● About this task
Exactly the lines from the one containing "the man's eye" through the final line of the listing are to be retyped, and nothing more.

● Exercise data

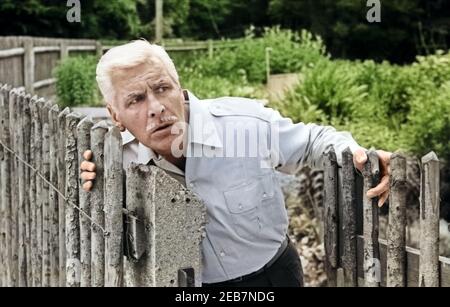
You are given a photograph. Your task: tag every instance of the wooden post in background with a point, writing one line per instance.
(20, 151)
(73, 264)
(62, 187)
(349, 263)
(429, 222)
(372, 264)
(6, 181)
(98, 133)
(26, 136)
(396, 234)
(28, 65)
(54, 198)
(331, 217)
(45, 199)
(159, 21)
(114, 208)
(83, 144)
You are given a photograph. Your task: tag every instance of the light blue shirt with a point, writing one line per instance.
(246, 215)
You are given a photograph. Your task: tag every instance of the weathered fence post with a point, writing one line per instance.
(26, 135)
(45, 199)
(54, 198)
(62, 187)
(37, 105)
(98, 133)
(349, 263)
(165, 227)
(20, 150)
(372, 264)
(331, 216)
(6, 184)
(73, 265)
(32, 193)
(396, 235)
(429, 222)
(28, 65)
(113, 208)
(83, 144)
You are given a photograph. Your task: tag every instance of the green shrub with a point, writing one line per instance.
(428, 126)
(76, 84)
(383, 105)
(329, 87)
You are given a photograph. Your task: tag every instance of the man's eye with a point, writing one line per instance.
(136, 99)
(161, 89)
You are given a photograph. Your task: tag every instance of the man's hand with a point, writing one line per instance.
(87, 171)
(381, 190)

● Response to the exercise
You are given a photograph. Your task: tag every instance of the man's eye with a point, writing one line per instance.
(136, 99)
(161, 89)
You are given a photograph. Your task: tag every instance of the man's hand with a point, writing one line per instance.
(87, 171)
(381, 190)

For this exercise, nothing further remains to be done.